# Vorliegender Text:

....

Norbert Walter-Borjans und Saskia Esken kandidieren für den Bundesvorsitz der SPD. Foto: Kappeler

Insbesondere Einstellung der Politikerin zur GroKo missfällt ehemaligen Ministerialdirektor. 

Kreis Calw - Noch bis zum 29. November läuft der Mitgliederentscheid der SPD zur Frage, wer als nächstes den Bundesvorsitz der Partei übernehmen soll. Bekanntermaßen ist auch Saskia Esken unter den Kandidaten. Doch darüber ist nicht jedes SPD-Mitglied im Kreis Calw begeistert.

Es ist eine Entscheidung, die die künftige Richtung der SPD bestimmen dürfte: 425 630 Mitglieder der Partei sind derzeit aufgerufen, entweder Olaf Scholz und Klara Geywitz oder Norbert Walter-Borjans und Saskia Esken zu den Bundesvorsitzenden zu wählen.

Während der Calwer SPD-Kreisvorstand sich über Eskens Kandidatur freut, ist Manfred Stehle aus Althengstett weniger begeistert. Stehle ist seit mehr als 50 Jahren Mitglied der Partei, war unter anderem Ministerialdirektor (Amtschef) im Ministerium für Integration und im Kultusministerium der grün-roten Landesregierung. Stehle äußert sich nicht oft öffentlich zu Angelegenheiten der SPD. Wenn es ihm wichtig erscheint – wie in diesem Fall – möchte er sich aber doch einbringen. Mit einem "Zuruf von der Seitenlinie", wie er es nennt.

....

# Nachstehendes Material:
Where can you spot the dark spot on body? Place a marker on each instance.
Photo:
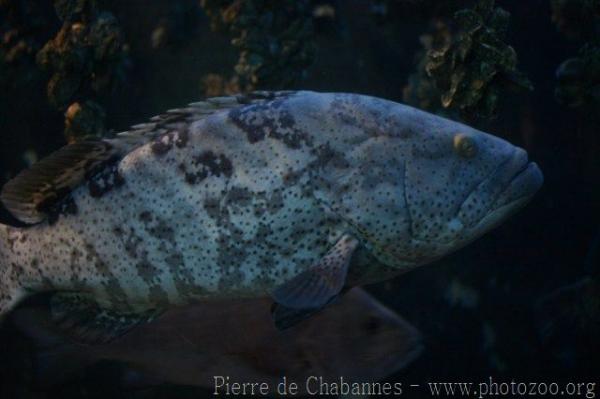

....

# Aufgaben im Überblick:
a - Bitte entnimm dem Artikel über den SPD-Mitgliederentscheid wortgetreu alles von "Insbesondere Einstellung der" bis hinunter zu "Bundesvorsitzenden zu wählen.".
b - In welchen beiden Ministerien war Manfred Stehle laut dem Artikel über den SPD-Mitgliederentscheid Ministerialdirektor?
c - Schreib den Artikel über den SPD-Mitgliederentscheid im Anschluss an seinen letzten Satz weiter.

# Antworten je Aufgabe:
a -
Insbesondere Einstellung der Politikerin zur GroKo missfällt ehemaligen Ministerialdirektor. 

Kreis Calw - Noch bis zum 29. November läuft der Mitgliederentscheid der SPD zur Frage, wer als nächstes den Bundesvorsitz der Partei übernehmen soll. Bekanntermaßen ist auch Saskia Esken unter den Kandidaten. Doch darüber ist nicht jedes SPD-Mitglied im Kreis Calw begeistert.

Es ist eine Entscheidung, die die künftige Richtung der SPD bestimmen dürfte: 425 630 Mitglieder der Partei sind derzeit aufgerufen, entweder Olaf Scholz und Klara Geywitz oder Norbert Walter-Borjans und Saskia Esken zu den Bundesvorsitzenden zu wählen.

b - Im Ministerium für Integration und im Kultusministerium.

c -
Zu viel Kritik

Insgesamt, so erklärt Stehle, schätze er die Arbeit von Esken als Kreisvorsitzende der SPD. Dass die Partei vor Ort gut aufgestellt sei, rechne er auch ihrem Einsatz zu. "Bemerkenswert sind ihr Mut und die Leidenschaft, mit der sie das Amt der Bundesvorsitzenden der SPD anstrebt", lobt der ehemalige Ministerialdirektor. Allerdings habe er Zweifel, ob Esken die SPD in eine gute und erfolgreiche Zukunft führen kann.

Insbesondere die Einstellung der Politikerin zur Großen Koalition (GroKo) missfällt Stehle. In seinen Augen kritisiert Esken die Arbeit der GroKo zu viel. "Jüngstes Beispiel ist die von der Bundesregierung und den Regierungsfraktionen beschlossene Grundrente, mit der Altersarmut wirksam bekämpft werden kann", führt der ehemalige Ministerialdirektor aus. Alleine in Baden-Württemberg würden rund 150 000 Menschen von der Grundrente profitieren. Esken gehe das beschlossene Konzept aber nicht weit genug, obwohl es deutlich eine sozialdemokratische Handschrift trage. "Das macht die eigenen Leistungen klein", ist Stehle überzeugt. Stattdessen solle die Partei selbstbewusst und stolz auf die eigenen Leistungen auftreten. Zudem trage Eskens Verhalten dazu bei, dass die SPD sowohl als Regierungs- als auch als Oppositionspartei wahrgenommen werde.

Die Politikerin beklage darüber hinaus, dass die SPD in der GroKo Kompromisse eingehen müsse und deshalb kein eigenes Profil gewinnen könne. "Die Bereitschaft und die Fähigkeit zum Kompromiss sind aber ein Wesensmerkmal der Demokratie. In der Politik müssen – auf allen Ebenen – ständig Kompromisse geschlossen werden, um Ziele zu erreichen", meint Stehle.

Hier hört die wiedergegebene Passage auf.